┏━━

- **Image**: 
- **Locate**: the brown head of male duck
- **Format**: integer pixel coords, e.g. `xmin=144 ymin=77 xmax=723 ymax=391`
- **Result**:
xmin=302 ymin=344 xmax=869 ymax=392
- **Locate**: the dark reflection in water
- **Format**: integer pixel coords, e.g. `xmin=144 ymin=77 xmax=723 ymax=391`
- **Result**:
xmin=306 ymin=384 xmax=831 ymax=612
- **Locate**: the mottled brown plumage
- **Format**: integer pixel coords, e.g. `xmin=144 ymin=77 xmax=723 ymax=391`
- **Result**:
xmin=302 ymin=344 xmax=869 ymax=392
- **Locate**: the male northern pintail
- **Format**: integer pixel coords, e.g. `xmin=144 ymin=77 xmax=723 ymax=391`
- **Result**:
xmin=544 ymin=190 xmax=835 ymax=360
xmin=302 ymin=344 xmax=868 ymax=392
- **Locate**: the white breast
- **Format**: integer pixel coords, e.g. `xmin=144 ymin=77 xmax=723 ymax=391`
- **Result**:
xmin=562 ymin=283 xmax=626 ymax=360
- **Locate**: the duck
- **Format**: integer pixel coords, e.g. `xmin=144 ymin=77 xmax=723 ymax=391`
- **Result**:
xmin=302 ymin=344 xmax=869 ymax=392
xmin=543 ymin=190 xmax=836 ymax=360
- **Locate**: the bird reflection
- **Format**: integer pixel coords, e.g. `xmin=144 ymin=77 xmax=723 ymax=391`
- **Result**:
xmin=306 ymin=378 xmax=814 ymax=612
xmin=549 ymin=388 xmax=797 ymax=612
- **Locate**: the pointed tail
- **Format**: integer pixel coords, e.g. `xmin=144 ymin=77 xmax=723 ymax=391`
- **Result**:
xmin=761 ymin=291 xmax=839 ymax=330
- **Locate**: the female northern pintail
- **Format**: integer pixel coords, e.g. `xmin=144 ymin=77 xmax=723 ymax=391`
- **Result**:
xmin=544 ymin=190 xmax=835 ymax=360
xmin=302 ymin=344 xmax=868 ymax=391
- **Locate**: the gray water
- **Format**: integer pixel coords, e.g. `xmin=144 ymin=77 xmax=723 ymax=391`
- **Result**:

┗━━

» ENUNCIADO
Reproduce íntegramente el material anterior, línea por línea y sin alterar nada.

» RESPUESTA FINAL
- **Image**: 
- **Locate**: the brown head of male duck
- **Format**: integer pixel coords, e.g. `xmin=144 ymin=77 xmax=723 ymax=391`
- **Result**:
xmin=302 ymin=344 xmax=869 ymax=392
- **Locate**: the dark reflection in water
- **Format**: integer pixel coords, e.g. `xmin=144 ymin=77 xmax=723 ymax=391`
- **Result**:
xmin=306 ymin=384 xmax=831 ymax=612
- **Locate**: the mottled brown plumage
- **Format**: integer pixel coords, e.g. `xmin=144 ymin=77 xmax=723 ymax=391`
- **Result**:
xmin=302 ymin=344 xmax=869 ymax=392
- **Locate**: the male northern pintail
- **Format**: integer pixel coords, e.g. `xmin=144 ymin=77 xmax=723 ymax=391`
- **Result**:
xmin=544 ymin=190 xmax=835 ymax=360
xmin=302 ymin=344 xmax=868 ymax=392
- **Locate**: the white breast
- **Format**: integer pixel coords, e.g. `xmin=144 ymin=77 xmax=723 ymax=391`
- **Result**:
xmin=562 ymin=283 xmax=626 ymax=360
- **Locate**: the duck
- **Format**: integer pixel coords, e.g. `xmin=144 ymin=77 xmax=723 ymax=391`
- **Result**:
xmin=302 ymin=344 xmax=869 ymax=392
xmin=543 ymin=190 xmax=836 ymax=360
- **Locate**: the bird reflection
- **Format**: integer pixel coords, e.g. `xmin=144 ymin=77 xmax=723 ymax=391`
- **Result**:
xmin=306 ymin=378 xmax=814 ymax=612
xmin=549 ymin=388 xmax=797 ymax=612
- **Locate**: the pointed tail
- **Format**: integer pixel coords, e.g. `xmin=144 ymin=77 xmax=723 ymax=391`
- **Result**:
xmin=761 ymin=291 xmax=839 ymax=330
- **Locate**: the female northern pintail
- **Format**: integer pixel coords, e.g. `xmin=144 ymin=77 xmax=723 ymax=391`
- **Result**:
xmin=544 ymin=190 xmax=835 ymax=360
xmin=302 ymin=344 xmax=868 ymax=391
- **Locate**: the gray water
- **Format**: integer pixel coords, e.g. `xmin=144 ymin=77 xmax=723 ymax=391`
- **Result**:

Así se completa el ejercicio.